▶ [Directive]
Copy out the lines of the data below verbatim, from the line containing "locate the pink dress in the photo above" up to and including the line containing "(745, 1191)", and give no other lines.

▶ [Records to use]
====================

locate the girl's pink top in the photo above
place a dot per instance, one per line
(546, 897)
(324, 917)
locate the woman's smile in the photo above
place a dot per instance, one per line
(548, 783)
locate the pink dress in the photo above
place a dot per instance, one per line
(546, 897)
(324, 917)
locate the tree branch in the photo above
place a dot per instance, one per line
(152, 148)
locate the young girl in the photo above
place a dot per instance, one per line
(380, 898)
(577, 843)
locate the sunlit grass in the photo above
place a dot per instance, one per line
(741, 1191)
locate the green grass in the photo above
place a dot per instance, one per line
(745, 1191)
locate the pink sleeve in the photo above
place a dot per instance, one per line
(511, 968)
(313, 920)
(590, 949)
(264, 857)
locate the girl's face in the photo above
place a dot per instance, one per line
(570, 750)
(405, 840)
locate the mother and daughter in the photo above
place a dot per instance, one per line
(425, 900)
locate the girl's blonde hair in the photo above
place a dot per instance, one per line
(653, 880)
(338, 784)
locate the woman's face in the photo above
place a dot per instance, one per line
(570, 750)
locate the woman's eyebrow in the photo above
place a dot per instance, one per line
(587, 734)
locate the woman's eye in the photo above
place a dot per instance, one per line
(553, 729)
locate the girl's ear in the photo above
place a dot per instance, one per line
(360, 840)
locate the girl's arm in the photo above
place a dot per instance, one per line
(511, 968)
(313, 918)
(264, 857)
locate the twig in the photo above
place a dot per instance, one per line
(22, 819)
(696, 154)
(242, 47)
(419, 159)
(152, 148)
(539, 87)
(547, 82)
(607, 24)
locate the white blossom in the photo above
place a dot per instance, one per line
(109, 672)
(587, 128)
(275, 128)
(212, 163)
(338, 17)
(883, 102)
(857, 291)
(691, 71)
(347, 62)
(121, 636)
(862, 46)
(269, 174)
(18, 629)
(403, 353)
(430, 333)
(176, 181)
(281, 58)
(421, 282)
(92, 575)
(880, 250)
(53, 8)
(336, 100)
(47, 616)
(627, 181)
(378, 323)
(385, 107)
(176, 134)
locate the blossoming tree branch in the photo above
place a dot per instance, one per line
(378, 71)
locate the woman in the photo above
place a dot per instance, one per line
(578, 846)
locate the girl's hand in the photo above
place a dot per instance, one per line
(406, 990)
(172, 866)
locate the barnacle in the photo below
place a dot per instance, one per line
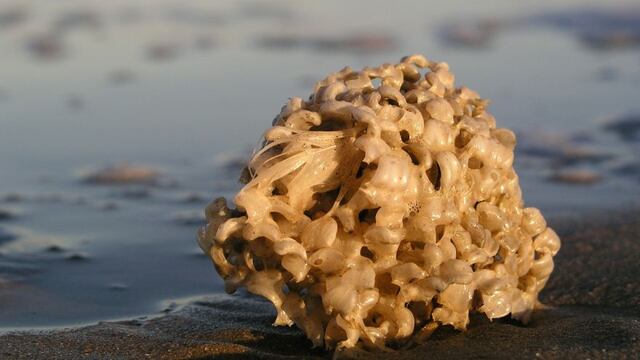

====================

▶ [Answer in full]
locate the pink dress in the photo above
place a dot per instance, one per line
(546, 897)
(324, 917)
locate the tree branch in the photo above
place a dot per instance, one per line
(152, 148)
locate the young girl in the photo above
place a dot per instance, one per line
(380, 898)
(577, 843)
locate the sunlit grass in the photo above
place a dot per instance, one per line
(741, 1191)
locate the green grass in the photo above
place a dot per instance, one per line
(745, 1191)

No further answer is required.